Whenever a picture appears, omit it, and set down everything else in the records exactly.

Records provided:
--------------------------------------------------

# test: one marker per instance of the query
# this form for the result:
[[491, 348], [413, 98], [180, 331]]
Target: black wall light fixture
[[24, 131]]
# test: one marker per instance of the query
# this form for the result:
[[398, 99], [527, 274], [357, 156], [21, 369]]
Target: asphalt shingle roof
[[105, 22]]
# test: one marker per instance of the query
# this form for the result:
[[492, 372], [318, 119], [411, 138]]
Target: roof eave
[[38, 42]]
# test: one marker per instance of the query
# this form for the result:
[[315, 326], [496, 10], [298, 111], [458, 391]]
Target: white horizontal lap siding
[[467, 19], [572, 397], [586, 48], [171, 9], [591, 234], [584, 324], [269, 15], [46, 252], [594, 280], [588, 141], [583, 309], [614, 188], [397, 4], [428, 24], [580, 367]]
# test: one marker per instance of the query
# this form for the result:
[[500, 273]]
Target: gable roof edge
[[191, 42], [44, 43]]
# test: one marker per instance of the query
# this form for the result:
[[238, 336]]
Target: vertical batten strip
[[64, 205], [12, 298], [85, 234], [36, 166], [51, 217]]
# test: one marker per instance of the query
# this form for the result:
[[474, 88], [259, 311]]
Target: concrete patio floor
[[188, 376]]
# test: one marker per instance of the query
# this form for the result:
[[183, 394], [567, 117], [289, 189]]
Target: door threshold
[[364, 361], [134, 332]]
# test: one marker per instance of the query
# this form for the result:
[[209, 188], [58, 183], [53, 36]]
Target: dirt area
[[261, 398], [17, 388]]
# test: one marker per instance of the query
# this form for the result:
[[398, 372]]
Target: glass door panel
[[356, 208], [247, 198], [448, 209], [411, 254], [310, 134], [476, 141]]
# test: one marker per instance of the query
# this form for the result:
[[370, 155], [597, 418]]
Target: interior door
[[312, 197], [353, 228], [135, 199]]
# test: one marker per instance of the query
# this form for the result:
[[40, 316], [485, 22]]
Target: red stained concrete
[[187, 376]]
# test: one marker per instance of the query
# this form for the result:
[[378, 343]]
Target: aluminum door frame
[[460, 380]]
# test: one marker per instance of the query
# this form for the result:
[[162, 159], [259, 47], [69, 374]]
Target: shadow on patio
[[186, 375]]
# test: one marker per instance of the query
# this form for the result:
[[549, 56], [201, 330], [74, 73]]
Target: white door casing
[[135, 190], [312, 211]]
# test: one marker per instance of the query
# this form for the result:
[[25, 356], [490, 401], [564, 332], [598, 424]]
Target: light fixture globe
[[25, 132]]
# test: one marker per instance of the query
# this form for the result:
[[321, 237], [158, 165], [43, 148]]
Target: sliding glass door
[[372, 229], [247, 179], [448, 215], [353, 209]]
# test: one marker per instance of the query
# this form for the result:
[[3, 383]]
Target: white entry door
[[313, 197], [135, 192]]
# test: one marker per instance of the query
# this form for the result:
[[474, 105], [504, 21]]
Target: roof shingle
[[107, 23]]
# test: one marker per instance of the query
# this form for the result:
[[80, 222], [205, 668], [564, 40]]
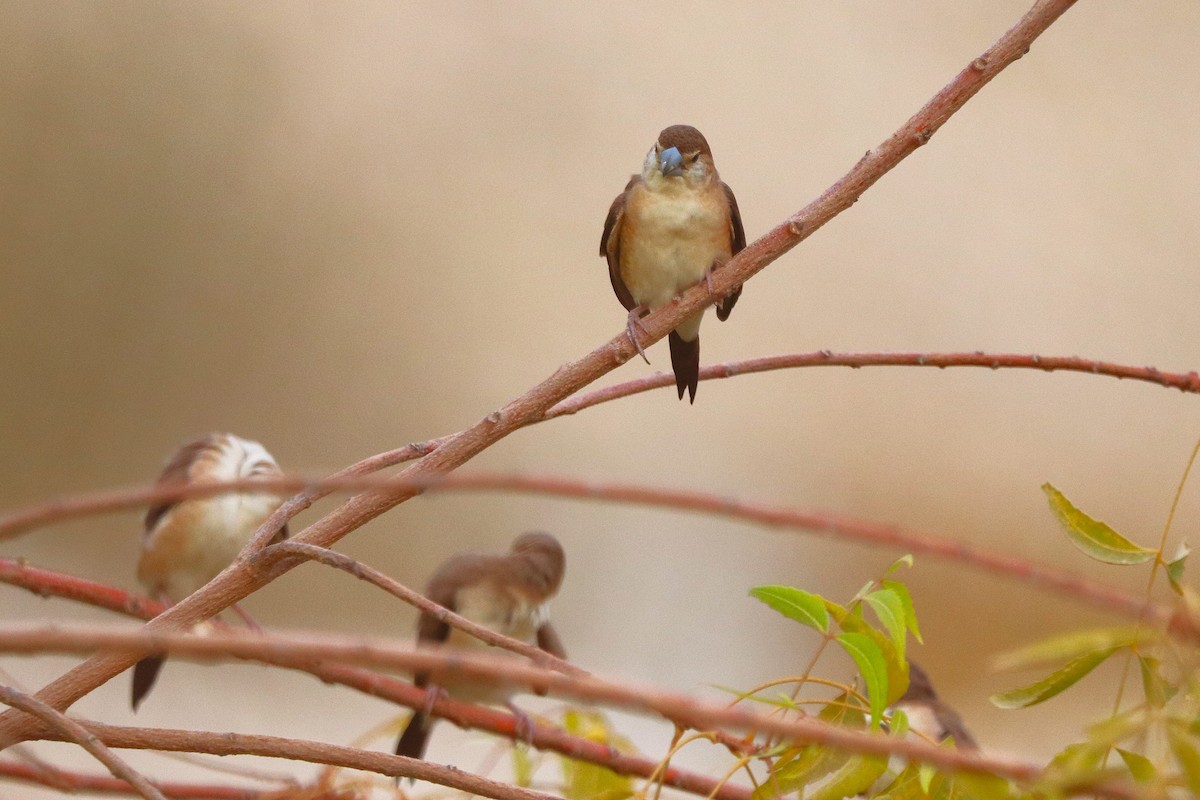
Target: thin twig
[[240, 579], [76, 782], [402, 692], [445, 665], [71, 731], [443, 614], [316, 752], [1186, 382]]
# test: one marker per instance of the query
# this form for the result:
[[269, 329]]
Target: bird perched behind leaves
[[929, 715], [671, 227], [508, 594], [187, 542]]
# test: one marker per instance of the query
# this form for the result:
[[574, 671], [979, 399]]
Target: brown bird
[[929, 715], [187, 542], [508, 594], [671, 227]]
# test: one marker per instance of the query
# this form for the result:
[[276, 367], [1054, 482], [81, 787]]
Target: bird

--------------------------------------------------

Answer to the problem:
# test: one marker per instance of the query
# this form for the result:
[[491, 348], [413, 98], [180, 331]]
Target: black wall light fixture
[[24, 131]]
# test: one marker per instance of the query
# this form for the result:
[[398, 99], [527, 274], [357, 156], [21, 369]]
Target: asphalt shingle roof
[[105, 22]]
# test: one marker per instance of the query
# this form for the result:
[[492, 372], [318, 119], [411, 138]]
Target: roof eave
[[38, 42]]
# test: one marker per instance of the query
# this form for the result:
[[315, 326], [496, 10], [298, 111], [458, 391]]
Target: white horizontal lap siding
[[467, 19], [572, 397], [586, 48], [171, 9], [591, 234], [584, 324], [269, 15], [46, 252], [594, 280], [588, 141], [583, 309], [614, 188], [397, 4], [428, 24], [580, 367]]
# test: one marker per instance of the query
# this form for the result:
[[500, 273]]
Target: gable roof edge
[[191, 42], [44, 43]]
# test: one marker per instance of the query
# this form for the result:
[[238, 336]]
Target: vertical batten strip
[[64, 205], [12, 298], [85, 234], [36, 166], [51, 217]]
# test: one marker per instance of the query
# this form for the result:
[[474, 88], [259, 311]]
Target: concrete patio floor
[[188, 376]]
# test: one marker per instance of the query
# this form for the result:
[[183, 394], [567, 117], [289, 189]]
Target: door threshold
[[364, 361], [134, 332]]
# test: one marker per instance of the query
# this form for the result:
[[209, 188], [58, 183], [53, 36]]
Target: dirt area
[[261, 398], [17, 388]]
# test: one marker per instance of the query
# this form for the result:
[[398, 372]]
Target: glass door panel
[[356, 208], [247, 198], [448, 209], [411, 254], [310, 134], [476, 141]]
# test: one marker per instance of the query
# this form for the result:
[[370, 155], [597, 418]]
Target: interior door
[[312, 197], [353, 228], [135, 199]]
# test: one marker per instance of the query
# this form for the result:
[[40, 316], [485, 22]]
Target: red stained concrete
[[187, 376]]
# test: one marker per instance of the query
# this form for the result:
[[378, 343]]
Target: aluminum door frame
[[460, 380]]
# test: one marker per instance of the query
# this form for the result:
[[162, 159], [259, 47], [69, 374]]
Target: shadow on patio
[[186, 375]]
# test: one marker per instance of the query
# this form for the result:
[[549, 56], [201, 330], [74, 73]]
Target: white door casing
[[135, 190], [312, 211]]
# test: one marker per instance of the query
# this form for the result:
[[25, 356], [490, 401], [564, 332], [598, 424]]
Target: light fixture globe
[[25, 132]]
# test: one marker per instance of the query
# this form for the result:
[[321, 237], [158, 165], [43, 148]]
Target: sliding glass door
[[372, 229], [247, 179], [448, 215], [353, 209]]
# test: one marker per instance of the query
# this form for the result:
[[3, 383]]
Target: white entry door
[[313, 197], [135, 192]]
# test: one marker per instance of the query
# this form for the result:
[[474, 105], [504, 21]]
Target: roof shingle
[[107, 23]]
# test: one marker per instance of the query
# this form for the result:
[[80, 222], [205, 668], [564, 40]]
Target: thin twig
[[240, 579], [76, 782], [402, 692], [445, 665], [71, 731], [443, 614], [316, 752], [1186, 382]]
# test: one marker per instance of the query
# this form for the result:
[[269, 329]]
Target: bird perched behind leaves
[[929, 715], [671, 227], [508, 594], [187, 542]]
# test: one marker per instance of the query
# this form for the result:
[[574, 671], [979, 399]]
Target: brown bird
[[929, 715], [187, 542], [508, 594], [671, 227]]
# test: one marker per instance of the query
# this form for the result:
[[276, 367], [1054, 482], [81, 787]]
Target: bird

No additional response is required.